(Provided records Opens)

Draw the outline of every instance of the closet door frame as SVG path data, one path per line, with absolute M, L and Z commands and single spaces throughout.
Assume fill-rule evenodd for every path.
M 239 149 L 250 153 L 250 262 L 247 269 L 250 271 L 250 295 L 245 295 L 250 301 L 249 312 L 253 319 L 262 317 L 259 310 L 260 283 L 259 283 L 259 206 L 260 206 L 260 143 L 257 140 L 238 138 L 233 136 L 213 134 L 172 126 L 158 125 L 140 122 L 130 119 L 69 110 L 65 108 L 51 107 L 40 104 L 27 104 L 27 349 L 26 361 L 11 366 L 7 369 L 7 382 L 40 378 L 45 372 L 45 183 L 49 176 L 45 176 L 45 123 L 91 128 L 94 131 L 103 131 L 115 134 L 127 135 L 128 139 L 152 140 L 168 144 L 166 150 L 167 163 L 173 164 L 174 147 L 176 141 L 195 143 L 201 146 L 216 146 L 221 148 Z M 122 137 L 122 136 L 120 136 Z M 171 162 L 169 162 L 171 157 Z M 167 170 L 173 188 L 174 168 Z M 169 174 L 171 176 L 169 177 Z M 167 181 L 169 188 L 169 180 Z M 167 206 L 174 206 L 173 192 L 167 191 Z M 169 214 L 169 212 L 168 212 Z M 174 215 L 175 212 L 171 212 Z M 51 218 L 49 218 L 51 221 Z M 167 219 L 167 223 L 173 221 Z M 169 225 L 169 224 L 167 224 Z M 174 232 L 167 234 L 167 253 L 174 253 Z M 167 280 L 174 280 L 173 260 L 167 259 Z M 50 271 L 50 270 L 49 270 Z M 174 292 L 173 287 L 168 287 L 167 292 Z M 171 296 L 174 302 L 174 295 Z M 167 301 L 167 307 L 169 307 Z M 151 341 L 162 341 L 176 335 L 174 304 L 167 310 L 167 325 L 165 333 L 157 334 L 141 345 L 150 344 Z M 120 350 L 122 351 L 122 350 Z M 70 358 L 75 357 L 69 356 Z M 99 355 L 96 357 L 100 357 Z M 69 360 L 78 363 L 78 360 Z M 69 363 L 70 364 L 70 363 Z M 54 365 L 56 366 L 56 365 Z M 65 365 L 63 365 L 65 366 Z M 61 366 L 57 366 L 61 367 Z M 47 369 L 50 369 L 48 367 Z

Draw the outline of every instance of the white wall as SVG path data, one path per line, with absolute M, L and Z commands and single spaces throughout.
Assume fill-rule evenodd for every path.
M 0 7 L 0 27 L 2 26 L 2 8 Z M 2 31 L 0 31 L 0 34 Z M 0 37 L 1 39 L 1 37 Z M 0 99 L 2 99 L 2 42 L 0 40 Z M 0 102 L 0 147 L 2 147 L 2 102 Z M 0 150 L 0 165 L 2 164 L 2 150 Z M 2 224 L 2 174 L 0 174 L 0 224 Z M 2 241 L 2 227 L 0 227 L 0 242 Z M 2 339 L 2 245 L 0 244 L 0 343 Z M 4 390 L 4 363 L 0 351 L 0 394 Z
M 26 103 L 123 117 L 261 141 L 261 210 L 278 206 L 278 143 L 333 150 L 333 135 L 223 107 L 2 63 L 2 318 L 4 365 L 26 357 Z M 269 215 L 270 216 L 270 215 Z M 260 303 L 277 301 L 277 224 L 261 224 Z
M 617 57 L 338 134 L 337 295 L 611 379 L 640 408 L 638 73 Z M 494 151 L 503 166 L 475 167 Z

(Provided records Closes)

- Action item: Each line of the listing is to be reproduced verbatim.

- Response area:
Draw the outline of every instance of the closet door frame as SVG path data, one path per line, with absolute M, L and Z commands and single spaces throughout.
Assume fill-rule evenodd for every path.
M 239 149 L 250 153 L 250 262 L 247 269 L 250 271 L 250 295 L 245 295 L 250 301 L 249 312 L 253 319 L 262 317 L 259 310 L 260 283 L 259 283 L 259 206 L 260 206 L 260 143 L 257 140 L 238 138 L 233 136 L 213 134 L 172 126 L 158 125 L 140 122 L 130 119 L 69 110 L 65 108 L 51 107 L 40 104 L 27 104 L 27 349 L 26 361 L 11 366 L 7 369 L 7 382 L 40 378 L 45 372 L 45 183 L 49 176 L 45 176 L 45 123 L 91 128 L 94 131 L 103 131 L 115 134 L 127 135 L 128 139 L 152 140 L 168 144 L 166 150 L 167 163 L 173 164 L 174 147 L 176 141 L 195 143 L 201 146 L 216 146 L 221 148 Z M 122 137 L 122 136 L 120 136 Z M 171 162 L 169 162 L 171 157 Z M 167 170 L 173 188 L 174 168 Z M 169 174 L 171 176 L 169 177 Z M 167 181 L 169 188 L 169 180 Z M 167 206 L 174 206 L 173 192 L 167 191 Z M 169 214 L 169 212 L 168 212 Z M 174 215 L 175 212 L 171 212 Z M 51 218 L 49 218 L 51 221 Z M 167 219 L 167 223 L 173 221 Z M 169 225 L 169 224 L 167 224 Z M 174 232 L 167 234 L 167 253 L 174 253 Z M 167 280 L 174 280 L 173 260 L 167 259 Z M 50 271 L 50 270 L 49 270 Z M 174 292 L 173 287 L 168 287 L 167 292 Z M 171 296 L 174 302 L 174 295 Z M 167 301 L 167 307 L 169 307 Z M 151 341 L 162 341 L 176 335 L 174 304 L 167 310 L 167 325 L 165 333 L 157 334 L 141 345 L 150 344 Z M 120 350 L 122 351 L 122 350 Z M 70 358 L 75 357 L 69 356 Z M 99 355 L 96 357 L 100 357 Z M 69 360 L 78 363 L 78 360 Z M 69 363 L 70 364 L 70 363 Z M 54 365 L 56 366 L 56 365 Z M 65 365 L 63 365 L 65 366 Z M 61 366 L 57 366 L 61 367 Z M 47 369 L 50 369 L 48 367 Z

Draw the outline of every instance of the white wall as SVG path data, one path per line, with absolute M, L and Z commands and single spaces throughout.
Assume fill-rule evenodd for every path.
M 0 7 L 0 27 L 2 26 L 2 8 Z M 2 31 L 0 31 L 0 34 Z M 0 37 L 1 39 L 1 37 Z M 0 99 L 2 99 L 2 42 L 0 40 Z M 0 102 L 0 147 L 2 147 L 2 102 Z M 0 150 L 0 165 L 2 164 L 2 150 Z M 2 224 L 2 174 L 0 174 L 0 224 Z M 2 241 L 2 227 L 0 227 L 0 242 Z M 2 339 L 2 245 L 0 244 L 0 343 Z M 4 390 L 4 363 L 0 351 L 0 394 Z
M 26 103 L 123 117 L 261 141 L 261 210 L 278 206 L 278 143 L 333 150 L 333 135 L 223 107 L 2 63 L 2 318 L 4 365 L 26 357 Z M 269 215 L 270 216 L 270 215 Z M 260 303 L 277 301 L 277 224 L 261 224 Z
M 617 57 L 338 134 L 337 295 L 611 379 L 640 408 L 638 73 Z M 494 151 L 503 166 L 475 167 Z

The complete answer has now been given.